[Dataset entries]
———

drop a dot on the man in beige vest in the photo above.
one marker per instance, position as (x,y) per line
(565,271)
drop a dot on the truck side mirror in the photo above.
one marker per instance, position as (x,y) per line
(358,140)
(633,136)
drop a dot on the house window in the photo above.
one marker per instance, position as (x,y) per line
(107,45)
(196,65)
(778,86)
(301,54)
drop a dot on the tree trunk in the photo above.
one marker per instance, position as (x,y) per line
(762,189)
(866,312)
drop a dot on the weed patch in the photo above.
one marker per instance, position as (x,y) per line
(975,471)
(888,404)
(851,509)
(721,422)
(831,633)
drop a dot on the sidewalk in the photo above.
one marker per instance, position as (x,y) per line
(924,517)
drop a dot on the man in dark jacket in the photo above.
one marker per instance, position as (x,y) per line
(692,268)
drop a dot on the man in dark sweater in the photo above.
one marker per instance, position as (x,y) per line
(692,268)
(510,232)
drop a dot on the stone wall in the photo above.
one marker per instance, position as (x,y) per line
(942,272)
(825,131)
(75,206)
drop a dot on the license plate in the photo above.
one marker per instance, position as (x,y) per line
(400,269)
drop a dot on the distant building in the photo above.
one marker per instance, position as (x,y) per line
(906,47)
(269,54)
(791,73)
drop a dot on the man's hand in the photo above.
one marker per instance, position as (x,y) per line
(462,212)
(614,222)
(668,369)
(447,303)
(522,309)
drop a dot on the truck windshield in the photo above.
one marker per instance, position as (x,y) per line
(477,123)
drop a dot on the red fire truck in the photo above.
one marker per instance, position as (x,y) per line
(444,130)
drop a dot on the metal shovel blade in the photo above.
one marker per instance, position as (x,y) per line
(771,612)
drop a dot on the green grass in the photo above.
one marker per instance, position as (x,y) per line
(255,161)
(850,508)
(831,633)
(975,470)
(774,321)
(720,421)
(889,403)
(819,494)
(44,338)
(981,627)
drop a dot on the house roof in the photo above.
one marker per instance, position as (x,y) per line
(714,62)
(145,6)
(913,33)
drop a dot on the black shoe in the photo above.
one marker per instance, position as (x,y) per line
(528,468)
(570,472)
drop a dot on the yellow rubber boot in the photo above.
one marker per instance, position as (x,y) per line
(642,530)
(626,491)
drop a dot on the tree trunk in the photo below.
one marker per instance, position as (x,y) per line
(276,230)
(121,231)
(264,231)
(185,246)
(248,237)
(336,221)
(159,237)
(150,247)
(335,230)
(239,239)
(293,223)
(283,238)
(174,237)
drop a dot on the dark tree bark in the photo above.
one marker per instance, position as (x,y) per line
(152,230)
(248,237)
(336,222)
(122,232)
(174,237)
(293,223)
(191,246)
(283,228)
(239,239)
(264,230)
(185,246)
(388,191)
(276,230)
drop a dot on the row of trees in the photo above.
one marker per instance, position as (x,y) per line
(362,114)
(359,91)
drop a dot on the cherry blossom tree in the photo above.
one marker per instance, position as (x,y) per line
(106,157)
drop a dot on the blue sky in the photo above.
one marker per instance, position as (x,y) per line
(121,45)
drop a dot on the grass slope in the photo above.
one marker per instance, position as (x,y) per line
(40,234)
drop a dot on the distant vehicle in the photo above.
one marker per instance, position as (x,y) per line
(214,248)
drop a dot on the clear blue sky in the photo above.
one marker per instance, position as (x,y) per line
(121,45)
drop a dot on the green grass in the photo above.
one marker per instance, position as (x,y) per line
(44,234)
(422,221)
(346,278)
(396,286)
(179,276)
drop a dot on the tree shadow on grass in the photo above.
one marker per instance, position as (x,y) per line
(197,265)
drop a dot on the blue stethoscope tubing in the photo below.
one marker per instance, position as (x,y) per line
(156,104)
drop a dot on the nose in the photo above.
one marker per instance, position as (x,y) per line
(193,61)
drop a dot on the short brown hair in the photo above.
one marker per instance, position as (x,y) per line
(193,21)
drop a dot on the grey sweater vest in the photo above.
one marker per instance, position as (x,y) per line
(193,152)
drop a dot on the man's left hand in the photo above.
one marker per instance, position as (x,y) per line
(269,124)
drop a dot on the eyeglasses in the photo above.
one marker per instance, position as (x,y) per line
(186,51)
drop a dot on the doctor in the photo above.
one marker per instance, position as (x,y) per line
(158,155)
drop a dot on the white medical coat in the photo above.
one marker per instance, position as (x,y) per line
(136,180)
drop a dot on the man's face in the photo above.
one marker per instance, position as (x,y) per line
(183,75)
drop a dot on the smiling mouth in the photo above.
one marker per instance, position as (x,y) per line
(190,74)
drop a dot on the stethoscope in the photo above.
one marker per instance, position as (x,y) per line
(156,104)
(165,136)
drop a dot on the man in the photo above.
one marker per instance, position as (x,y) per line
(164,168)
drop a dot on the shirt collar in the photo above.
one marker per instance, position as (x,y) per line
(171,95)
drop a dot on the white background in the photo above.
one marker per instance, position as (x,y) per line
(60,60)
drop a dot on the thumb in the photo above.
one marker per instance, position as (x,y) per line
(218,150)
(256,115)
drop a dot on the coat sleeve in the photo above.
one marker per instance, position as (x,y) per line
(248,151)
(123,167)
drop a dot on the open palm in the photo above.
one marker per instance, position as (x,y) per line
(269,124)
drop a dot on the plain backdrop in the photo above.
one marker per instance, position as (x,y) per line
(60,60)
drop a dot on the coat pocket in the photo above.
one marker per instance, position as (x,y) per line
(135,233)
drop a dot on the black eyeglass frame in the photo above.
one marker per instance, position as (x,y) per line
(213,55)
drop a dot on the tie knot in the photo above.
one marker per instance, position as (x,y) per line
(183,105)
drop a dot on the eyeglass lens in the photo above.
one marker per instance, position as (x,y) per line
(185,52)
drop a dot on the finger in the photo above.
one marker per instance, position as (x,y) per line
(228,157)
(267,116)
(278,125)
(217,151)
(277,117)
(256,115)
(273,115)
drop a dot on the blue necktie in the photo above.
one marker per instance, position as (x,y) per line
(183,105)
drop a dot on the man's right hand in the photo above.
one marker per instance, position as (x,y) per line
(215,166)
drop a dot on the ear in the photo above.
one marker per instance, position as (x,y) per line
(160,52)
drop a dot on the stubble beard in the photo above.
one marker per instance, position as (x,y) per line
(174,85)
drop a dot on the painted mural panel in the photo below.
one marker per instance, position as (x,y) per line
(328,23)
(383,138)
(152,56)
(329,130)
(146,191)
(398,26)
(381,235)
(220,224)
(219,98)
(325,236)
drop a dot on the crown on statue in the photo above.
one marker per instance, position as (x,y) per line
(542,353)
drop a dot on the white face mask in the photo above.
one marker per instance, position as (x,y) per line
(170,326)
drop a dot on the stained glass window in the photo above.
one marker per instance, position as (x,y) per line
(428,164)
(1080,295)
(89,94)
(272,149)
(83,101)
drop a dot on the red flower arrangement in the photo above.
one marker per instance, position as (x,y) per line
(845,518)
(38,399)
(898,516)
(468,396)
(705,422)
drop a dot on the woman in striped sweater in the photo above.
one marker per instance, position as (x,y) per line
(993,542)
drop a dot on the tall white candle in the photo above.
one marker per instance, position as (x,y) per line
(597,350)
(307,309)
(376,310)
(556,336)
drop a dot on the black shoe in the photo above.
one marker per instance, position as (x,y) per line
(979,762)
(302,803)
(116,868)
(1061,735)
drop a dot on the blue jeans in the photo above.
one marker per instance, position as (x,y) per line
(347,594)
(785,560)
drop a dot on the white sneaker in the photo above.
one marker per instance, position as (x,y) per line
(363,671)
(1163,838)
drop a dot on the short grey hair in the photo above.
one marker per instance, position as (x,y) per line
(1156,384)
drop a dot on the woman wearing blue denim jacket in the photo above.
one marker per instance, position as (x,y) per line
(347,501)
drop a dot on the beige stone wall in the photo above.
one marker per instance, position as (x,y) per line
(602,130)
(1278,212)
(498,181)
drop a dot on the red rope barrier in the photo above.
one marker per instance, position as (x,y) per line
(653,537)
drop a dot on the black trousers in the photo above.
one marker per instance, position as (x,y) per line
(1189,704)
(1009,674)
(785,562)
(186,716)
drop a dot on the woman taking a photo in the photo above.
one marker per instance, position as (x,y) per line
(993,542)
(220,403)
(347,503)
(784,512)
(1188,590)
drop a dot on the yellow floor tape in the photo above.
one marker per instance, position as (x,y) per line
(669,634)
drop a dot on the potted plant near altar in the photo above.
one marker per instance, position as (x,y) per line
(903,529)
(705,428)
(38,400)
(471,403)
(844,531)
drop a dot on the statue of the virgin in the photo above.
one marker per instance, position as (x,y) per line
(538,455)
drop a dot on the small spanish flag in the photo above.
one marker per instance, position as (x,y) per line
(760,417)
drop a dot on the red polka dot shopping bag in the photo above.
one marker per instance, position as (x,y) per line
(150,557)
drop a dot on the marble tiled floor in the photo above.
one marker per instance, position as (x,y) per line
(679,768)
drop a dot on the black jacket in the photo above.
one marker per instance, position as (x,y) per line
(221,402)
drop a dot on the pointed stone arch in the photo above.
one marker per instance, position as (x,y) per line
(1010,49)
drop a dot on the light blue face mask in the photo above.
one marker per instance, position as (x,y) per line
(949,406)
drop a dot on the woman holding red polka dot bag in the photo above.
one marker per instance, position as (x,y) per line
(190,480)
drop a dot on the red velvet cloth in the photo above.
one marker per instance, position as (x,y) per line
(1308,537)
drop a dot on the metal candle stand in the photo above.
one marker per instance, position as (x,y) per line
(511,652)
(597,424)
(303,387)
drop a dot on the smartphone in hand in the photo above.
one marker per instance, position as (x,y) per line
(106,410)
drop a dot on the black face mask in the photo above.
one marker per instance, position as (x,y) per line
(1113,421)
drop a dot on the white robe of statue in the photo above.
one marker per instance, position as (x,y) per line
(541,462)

———

--- YOUR GOAL ---
Repeat the line containing "drop a dot on the red velvet" and all subsequent lines through the final line of the data, exactly and with no others.

--- TASK RESPONSE ---
drop a dot on the red velvet cloth in the photo above.
one marker per instance, position as (x,y) per line
(1308,537)
drop a dot on the metal candle stand in the photo above.
one marker per instance, position as (x,y) per line
(511,652)
(597,424)
(303,387)
drop a dot on the smartphone in hand in the photo above.
one marker per instance, position as (x,y) per line
(106,410)
drop a dot on the black face mask in the photo above.
one marker per instance, position as (x,y) per line
(1113,421)
drop a dot on the white robe of statue in the photo above.
one marker per instance, position as (x,y) per line
(541,462)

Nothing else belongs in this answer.